Problem to work on
Repeat the records below word for word, but start at the line that contains "Look at the photo above. For every instance of the brown", stop after the last line, and include nothing else.

---+---

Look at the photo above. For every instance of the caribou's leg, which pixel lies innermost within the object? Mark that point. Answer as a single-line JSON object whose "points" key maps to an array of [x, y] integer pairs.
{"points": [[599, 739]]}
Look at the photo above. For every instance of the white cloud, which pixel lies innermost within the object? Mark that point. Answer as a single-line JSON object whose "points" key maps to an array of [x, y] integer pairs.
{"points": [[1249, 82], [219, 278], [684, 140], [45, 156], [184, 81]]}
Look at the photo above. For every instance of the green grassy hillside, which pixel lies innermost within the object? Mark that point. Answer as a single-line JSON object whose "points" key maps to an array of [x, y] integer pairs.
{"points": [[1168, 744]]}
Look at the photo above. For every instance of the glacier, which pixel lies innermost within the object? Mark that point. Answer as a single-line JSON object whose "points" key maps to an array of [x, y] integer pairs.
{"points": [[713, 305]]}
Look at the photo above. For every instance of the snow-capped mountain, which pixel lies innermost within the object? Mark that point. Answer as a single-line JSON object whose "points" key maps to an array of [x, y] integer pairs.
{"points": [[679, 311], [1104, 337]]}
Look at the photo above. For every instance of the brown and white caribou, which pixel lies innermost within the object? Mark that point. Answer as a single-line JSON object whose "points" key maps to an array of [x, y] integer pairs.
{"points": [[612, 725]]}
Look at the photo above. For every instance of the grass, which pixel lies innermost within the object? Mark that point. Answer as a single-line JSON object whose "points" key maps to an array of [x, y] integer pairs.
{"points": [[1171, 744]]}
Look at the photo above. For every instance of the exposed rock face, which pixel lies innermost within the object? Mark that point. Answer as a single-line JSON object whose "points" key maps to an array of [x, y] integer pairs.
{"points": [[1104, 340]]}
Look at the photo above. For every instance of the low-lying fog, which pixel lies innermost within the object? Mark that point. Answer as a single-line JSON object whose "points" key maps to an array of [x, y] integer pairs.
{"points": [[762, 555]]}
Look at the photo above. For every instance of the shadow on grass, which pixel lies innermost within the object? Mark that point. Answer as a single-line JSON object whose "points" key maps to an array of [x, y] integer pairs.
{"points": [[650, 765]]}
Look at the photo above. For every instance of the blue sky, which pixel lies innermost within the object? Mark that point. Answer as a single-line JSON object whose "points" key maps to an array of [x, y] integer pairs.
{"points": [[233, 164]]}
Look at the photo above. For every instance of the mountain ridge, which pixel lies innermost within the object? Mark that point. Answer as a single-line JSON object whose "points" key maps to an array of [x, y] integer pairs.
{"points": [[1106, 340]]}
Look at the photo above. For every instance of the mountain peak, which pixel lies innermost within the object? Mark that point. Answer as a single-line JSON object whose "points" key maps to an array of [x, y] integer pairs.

---+---

Result of this task
Look at the photo above. For every instance of the brown and white caribou, which pixel lies innermost within the object? Mark that point. Answer as a single-line JSON object whose "points" key maps to an array of [x, y] integer pairs.
{"points": [[612, 725]]}
Look at the photo above. For every instance of the grass, which pixel lies innermost within the object? Mark that point. Answer as a single-line JSON object whose "points" key maps to an array of [x, y] integer pairs.
{"points": [[1171, 744]]}
Look at the photo above. For every instance of the exposed rock face, which pixel lies innermost within the object? Mark that point. Answer as a single-line JSON object whose "points" key maps to an array of [x, y] integer pairs.
{"points": [[1104, 340]]}
Look at the photo above. For every instance of the low-lying fog, which pixel lies innermost within the object? Mark that point. Answer as a single-line JSON object whose "points" key maps to an array of [x, y] integer pairs.
{"points": [[762, 555]]}
Look at the photo above. For every instance of the shadow on grass, which pixel lies innermost within the object? Mark that point. Answer as a single-line JSON object whose "points" key maps to an array of [x, y] integer pairs.
{"points": [[650, 765]]}
Look at the photo above. For every instance of the blue sky, which pixel lies innermost within the object? Mark that point. Answer as a single-line JSON object whose "points" key maps to an array of [x, y] integer pairs.
{"points": [[233, 164]]}
Look at the photo above. For every instance of the mountain ridge, which pixel lies innermost within the object? Mark that point. Answer as a single-line JSON object whose "points" key maps to an array of [x, y] integer pairs.
{"points": [[1106, 340]]}
Look at the photo above. For every instance of the mountain peak, which pixel lies innermost within the object? Mark that point. Answer as a single-line JSON object whose "points" key maps to an array of [x, y] integer pairs.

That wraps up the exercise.